• ARTICLE
begin

The idea that some interests are fundamental, and thus deserving of a greater measure of constitutional protection than is given to other interests, is an old one. Justice bushrod washington, sitting on circuit in corfield v. coryell (1823), held that the privileges and immunities clause of Article IV of the Constitution protected out-of-staters against discriminatory state legislation touching only those privileges that were "in their very nature, fundamental; which belong, of right, to the citizens of all free governments." Washington's list of such interests was limited but significant: free passage through a state; habeas corpus; the right to sue in state courts; the right to hold and dispose of property; freedom from discriminatory taxation.
Although the Corfield doctrine suggested an active role for the federal judiciary in protecting natural rights against state interference—at least on behalf of citizens of other states—the doctrine was not embraced by the full Supreme Court during Washington's lifetime. If some hoped that the fourteenth amendment's privileges and immunities clause would breathe new life into the fundamental rights theory, those hopes were disappointed in the slaughterhouse cases (1873). Rejecting the theory as propounded in two eloquent dissenting opinions, the Court again refused to find any special federal constitutional protection against state invasions of preferred rights.

end

• ENTRIES PROVIDED
begin

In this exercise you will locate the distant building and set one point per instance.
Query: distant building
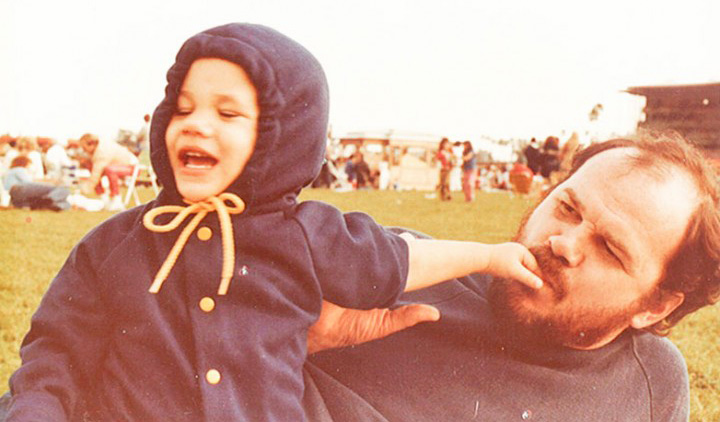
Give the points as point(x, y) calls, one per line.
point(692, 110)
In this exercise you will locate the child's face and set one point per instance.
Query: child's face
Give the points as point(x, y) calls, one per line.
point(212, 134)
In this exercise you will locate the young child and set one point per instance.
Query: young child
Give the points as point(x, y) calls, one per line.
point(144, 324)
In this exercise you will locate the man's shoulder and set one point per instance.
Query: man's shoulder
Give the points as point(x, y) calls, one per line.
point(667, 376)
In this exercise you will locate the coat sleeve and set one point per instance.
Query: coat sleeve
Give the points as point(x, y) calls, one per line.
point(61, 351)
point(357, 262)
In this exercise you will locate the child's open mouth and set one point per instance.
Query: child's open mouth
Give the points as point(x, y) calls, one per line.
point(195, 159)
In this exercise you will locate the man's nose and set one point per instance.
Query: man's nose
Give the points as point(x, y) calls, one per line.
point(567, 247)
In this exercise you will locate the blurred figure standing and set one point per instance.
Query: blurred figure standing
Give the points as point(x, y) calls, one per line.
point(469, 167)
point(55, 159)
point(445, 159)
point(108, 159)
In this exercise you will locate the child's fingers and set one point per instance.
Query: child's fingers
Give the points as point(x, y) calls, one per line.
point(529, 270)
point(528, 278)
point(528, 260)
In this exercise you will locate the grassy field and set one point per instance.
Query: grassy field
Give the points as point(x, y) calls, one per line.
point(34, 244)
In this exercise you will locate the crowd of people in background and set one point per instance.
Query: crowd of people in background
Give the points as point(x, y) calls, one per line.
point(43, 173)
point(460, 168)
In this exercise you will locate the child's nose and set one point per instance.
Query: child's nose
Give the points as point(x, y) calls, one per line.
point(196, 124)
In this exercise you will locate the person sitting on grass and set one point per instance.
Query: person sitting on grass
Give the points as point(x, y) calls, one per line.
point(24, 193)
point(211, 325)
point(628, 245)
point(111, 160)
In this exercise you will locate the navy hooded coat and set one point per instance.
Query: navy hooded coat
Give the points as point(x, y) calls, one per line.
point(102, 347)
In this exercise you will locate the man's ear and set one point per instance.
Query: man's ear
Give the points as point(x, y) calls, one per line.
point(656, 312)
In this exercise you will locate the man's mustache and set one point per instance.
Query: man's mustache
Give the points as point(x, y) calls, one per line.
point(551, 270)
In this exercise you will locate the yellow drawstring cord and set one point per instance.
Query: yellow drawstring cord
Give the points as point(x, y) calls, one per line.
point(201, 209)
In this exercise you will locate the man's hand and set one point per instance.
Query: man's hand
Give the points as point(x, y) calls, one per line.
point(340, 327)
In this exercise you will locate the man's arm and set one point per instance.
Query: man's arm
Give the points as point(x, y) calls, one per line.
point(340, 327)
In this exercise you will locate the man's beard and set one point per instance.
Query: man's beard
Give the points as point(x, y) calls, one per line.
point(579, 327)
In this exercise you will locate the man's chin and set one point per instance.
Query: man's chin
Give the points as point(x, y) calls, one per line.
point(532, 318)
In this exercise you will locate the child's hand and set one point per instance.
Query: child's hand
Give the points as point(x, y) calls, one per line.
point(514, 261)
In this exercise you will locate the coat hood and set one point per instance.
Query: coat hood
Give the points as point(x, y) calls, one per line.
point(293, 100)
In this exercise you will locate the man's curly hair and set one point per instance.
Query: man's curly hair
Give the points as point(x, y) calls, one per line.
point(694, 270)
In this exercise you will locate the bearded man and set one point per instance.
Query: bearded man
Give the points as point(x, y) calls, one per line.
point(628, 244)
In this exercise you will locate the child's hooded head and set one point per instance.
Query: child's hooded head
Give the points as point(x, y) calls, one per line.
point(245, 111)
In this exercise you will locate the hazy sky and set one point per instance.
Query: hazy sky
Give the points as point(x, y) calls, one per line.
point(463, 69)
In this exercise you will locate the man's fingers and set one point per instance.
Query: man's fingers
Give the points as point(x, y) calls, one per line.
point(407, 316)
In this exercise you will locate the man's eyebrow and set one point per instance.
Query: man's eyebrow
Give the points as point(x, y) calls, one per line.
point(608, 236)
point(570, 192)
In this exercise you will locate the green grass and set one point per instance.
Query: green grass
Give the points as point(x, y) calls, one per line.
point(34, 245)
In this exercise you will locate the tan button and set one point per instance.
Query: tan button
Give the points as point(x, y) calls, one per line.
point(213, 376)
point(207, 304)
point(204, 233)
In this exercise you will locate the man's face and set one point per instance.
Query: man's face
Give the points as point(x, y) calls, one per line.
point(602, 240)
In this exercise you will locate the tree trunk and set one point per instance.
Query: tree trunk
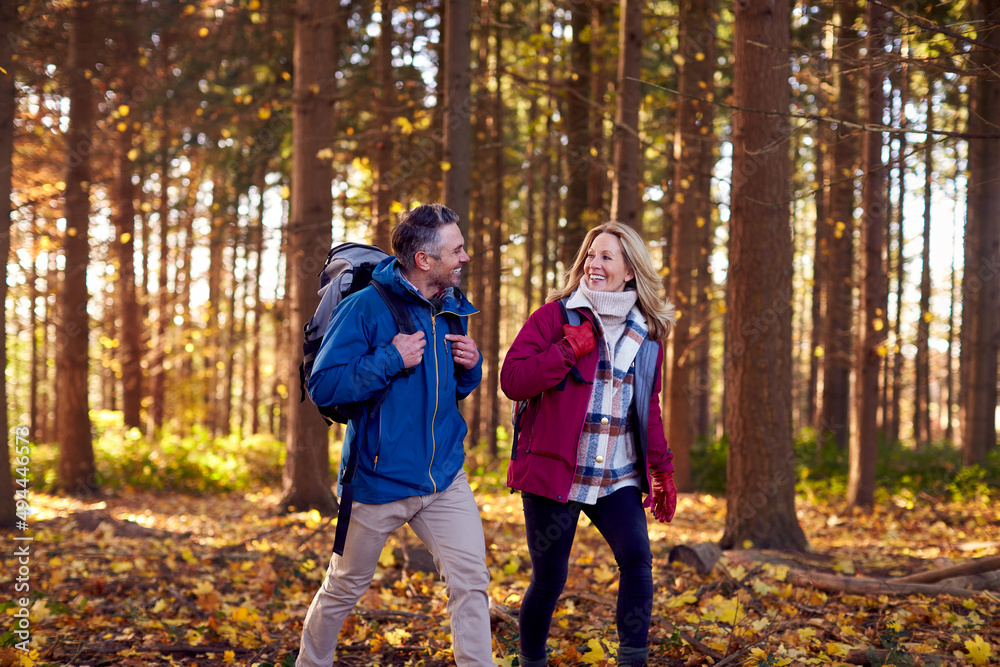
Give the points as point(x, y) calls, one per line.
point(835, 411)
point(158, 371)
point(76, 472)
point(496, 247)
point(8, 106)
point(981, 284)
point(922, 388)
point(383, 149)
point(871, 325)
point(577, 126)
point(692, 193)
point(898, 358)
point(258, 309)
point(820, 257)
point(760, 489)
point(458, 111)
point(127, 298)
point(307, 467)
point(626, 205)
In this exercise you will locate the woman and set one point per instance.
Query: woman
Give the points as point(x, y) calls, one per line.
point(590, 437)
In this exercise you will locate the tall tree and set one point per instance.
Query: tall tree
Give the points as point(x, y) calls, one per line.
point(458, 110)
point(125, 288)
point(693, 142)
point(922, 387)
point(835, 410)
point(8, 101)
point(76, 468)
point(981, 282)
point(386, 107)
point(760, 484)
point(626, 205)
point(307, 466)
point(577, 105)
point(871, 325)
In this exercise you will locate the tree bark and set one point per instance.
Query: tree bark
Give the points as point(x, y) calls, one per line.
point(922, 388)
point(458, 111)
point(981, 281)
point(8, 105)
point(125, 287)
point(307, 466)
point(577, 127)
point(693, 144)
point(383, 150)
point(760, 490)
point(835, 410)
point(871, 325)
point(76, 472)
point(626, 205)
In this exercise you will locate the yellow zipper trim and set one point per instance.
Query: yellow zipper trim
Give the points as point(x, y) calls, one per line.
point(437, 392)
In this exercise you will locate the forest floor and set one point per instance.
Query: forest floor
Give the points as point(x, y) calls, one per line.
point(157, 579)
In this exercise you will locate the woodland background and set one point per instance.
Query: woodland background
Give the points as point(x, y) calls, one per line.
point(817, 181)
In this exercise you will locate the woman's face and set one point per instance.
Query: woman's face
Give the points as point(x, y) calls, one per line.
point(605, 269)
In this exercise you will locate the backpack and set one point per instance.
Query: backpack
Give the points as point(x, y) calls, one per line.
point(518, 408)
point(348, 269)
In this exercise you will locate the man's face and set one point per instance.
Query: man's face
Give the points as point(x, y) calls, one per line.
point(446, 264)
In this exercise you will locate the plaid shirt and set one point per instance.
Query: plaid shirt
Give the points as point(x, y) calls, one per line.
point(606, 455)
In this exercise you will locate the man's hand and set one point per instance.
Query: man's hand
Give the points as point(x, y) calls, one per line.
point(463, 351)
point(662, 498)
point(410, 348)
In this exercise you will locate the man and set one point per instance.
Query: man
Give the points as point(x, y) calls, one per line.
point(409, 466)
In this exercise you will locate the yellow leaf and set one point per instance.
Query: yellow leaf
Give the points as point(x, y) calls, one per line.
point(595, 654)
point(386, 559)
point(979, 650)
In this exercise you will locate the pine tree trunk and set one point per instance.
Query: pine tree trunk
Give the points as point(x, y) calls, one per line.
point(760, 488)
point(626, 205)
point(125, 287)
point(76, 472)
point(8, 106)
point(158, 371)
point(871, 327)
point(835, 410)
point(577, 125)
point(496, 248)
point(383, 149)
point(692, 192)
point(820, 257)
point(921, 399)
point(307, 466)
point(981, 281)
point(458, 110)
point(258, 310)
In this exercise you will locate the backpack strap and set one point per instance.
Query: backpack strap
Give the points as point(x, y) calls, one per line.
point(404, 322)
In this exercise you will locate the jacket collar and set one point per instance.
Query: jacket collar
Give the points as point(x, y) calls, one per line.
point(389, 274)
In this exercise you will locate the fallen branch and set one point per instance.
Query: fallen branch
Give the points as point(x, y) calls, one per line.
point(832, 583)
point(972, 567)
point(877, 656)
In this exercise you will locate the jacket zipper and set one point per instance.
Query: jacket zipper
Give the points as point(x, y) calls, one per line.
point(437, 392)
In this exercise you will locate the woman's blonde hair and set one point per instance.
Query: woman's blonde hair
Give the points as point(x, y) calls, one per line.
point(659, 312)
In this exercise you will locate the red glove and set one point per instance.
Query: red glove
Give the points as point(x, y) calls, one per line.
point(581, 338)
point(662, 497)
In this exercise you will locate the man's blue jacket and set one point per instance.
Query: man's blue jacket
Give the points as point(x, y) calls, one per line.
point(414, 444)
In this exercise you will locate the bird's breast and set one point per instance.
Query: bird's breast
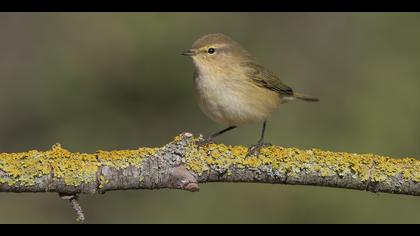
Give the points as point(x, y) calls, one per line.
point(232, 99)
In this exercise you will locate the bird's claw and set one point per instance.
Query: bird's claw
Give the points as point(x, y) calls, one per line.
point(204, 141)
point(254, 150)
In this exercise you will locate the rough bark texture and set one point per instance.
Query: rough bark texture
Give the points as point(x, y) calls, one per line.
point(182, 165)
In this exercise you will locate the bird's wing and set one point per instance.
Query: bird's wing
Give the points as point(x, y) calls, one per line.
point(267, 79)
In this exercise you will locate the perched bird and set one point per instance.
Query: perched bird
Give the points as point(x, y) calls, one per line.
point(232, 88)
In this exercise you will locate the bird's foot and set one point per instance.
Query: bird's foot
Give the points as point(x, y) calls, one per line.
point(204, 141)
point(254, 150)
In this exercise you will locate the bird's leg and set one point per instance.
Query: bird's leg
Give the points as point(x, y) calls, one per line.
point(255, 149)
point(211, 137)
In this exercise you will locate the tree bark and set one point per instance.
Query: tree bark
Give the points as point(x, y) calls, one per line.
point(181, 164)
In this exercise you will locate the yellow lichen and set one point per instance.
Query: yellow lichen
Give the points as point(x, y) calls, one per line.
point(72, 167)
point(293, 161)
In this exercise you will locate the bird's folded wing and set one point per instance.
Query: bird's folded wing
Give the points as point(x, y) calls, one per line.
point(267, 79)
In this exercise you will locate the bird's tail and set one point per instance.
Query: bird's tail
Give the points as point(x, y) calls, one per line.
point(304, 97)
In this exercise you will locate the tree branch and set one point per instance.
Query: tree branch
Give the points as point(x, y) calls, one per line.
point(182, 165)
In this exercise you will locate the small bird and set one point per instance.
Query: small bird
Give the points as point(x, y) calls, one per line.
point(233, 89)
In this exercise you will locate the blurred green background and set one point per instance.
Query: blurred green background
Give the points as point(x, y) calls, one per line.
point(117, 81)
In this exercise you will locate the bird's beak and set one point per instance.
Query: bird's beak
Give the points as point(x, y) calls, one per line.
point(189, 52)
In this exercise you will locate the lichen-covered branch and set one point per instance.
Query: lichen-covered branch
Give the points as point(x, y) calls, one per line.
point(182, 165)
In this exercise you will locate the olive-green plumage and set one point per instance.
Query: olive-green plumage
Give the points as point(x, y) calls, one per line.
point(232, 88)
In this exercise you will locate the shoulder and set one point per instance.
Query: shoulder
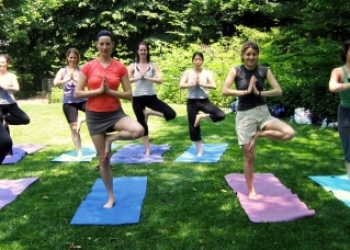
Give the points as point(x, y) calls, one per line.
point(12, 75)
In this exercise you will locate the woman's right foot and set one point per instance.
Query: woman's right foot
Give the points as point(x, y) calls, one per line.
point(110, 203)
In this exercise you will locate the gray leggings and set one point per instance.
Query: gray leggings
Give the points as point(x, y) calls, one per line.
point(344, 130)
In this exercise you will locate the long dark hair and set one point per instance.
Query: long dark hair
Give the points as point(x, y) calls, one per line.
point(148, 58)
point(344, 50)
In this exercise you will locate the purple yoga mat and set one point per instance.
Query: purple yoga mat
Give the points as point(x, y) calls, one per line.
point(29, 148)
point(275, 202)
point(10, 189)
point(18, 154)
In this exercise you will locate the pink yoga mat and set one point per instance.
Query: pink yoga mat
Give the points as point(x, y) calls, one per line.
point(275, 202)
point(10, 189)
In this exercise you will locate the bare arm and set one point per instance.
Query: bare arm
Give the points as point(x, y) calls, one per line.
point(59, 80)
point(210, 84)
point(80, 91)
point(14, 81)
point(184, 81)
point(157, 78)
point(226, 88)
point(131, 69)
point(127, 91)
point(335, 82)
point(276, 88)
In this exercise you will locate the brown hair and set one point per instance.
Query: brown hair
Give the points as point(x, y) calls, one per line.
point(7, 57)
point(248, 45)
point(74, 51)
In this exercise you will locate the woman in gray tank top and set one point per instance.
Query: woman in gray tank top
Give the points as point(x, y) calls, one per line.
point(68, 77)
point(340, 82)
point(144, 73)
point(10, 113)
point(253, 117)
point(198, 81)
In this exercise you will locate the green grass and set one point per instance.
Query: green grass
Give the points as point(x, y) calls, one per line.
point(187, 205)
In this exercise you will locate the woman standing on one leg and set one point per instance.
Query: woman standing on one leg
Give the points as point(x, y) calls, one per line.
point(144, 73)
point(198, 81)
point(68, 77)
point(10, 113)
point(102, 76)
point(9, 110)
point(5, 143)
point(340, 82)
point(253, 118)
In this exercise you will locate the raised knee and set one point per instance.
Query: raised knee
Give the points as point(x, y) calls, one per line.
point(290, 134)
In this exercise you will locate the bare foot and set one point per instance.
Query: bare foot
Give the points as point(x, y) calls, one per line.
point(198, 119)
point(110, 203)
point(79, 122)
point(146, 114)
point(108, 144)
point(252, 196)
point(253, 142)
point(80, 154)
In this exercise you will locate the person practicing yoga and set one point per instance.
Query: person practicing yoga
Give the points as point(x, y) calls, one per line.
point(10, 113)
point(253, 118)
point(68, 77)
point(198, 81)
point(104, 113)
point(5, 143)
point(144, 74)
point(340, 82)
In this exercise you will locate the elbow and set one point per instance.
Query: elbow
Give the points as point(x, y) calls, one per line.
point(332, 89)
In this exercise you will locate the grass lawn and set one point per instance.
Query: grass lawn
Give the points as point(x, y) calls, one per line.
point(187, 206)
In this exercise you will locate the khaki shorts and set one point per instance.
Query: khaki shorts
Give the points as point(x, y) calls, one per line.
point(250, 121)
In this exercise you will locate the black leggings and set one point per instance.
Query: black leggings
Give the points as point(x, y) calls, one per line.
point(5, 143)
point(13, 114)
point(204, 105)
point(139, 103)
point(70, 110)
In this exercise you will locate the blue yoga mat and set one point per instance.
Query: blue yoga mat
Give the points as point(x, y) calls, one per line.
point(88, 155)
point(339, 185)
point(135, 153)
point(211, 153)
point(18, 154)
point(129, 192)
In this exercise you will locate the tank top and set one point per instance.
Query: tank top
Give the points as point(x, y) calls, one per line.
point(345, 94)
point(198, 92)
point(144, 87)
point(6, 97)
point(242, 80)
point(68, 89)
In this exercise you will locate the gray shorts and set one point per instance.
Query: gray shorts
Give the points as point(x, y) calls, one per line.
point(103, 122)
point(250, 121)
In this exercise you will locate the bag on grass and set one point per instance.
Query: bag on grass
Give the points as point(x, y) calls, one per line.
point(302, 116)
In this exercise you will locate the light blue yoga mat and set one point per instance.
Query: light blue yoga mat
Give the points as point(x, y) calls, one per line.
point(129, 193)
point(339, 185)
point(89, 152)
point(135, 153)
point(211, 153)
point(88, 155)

end

• STATED PROBLEM 1
In the article on fundamental interests, condense the paragraph beginning "Although the Corfield doctrine suggested" into a shorter version that keeps its main facts.
• STATED PROBLEM 2
According to the article on fundamental interests, in which 1873 decision were hopes for the fourteenth amendment's privileges and immunities clause disappointed?
• STATED PROBLEM 3
Continue the article on fundamental interests from its last sentence.

• EXPECTED ANSWER 1
The Corfield doctrine implied that federal courts should shield natural rights from state interference, at least for citizens of other states, but the full Supreme Court did not adopt it while Washington was alive. Hopes that the fourteenth amendment's privileges and immunities clause would revive the fundamental rights theory were dashed in the slaughterhouse cases (1873). There the Court rejected the theory, despite two eloquent dissents, and again found no special federal constitutional protection against state invasions of preferred rights.

• EXPECTED ANSWER 2
The slaughterhouse cases.

• EXPECTED ANSWER 3
Within a generation, however, the Court had identified a cluster of preferred rights of property and the freedom of contract, to be defended against various forms of economic regulation. The Court did not use the language of fundamental interests; for doctrinal support it avoided both privileges and immunities clauses, relying instead on a theory of substantive due process. When this doctrinal development played out in the late 1930s, the Court abandoned its strict scrutiny of business regulation in favor of a standard of review demanding no more than a rational basis for legislative judgments.
Even as the Court adopted its new permissive attitude toward economic regulation, it was laying the groundwork for another round of protections of preferred rights. (See united states v. carolene products co. ; skinner v. oklahoma.) When the warren court set about its expansion of the reach of equal protection doctrine, it not only followed these precedents but also revived the rhetoric of fundamental interests. A state law discriminating against the exercise of such an interest, the Court held, must be justified as necessary for achieving a compelling state interest.
The Warren Court hinted strongly that it would expand the list of fundamental interests demanding strict judicial scrutiny to include all manner of claims to equality. In fact, the Court's holdings placed only a limited number of interests in the "fundamental" category: voting rights and related interests in the electoral process; some limited rights of access to the courts; and rights relating to marriage, the family, and other intimate relationships. Even so modest a doctrinal development evoked the strong dissent of Justice john marshall harlan : "I know of nothing which entitles this Court to pick out particular human activities, characterize them as "fundamental,' and give them added protection under an unusually stringent equal protection test."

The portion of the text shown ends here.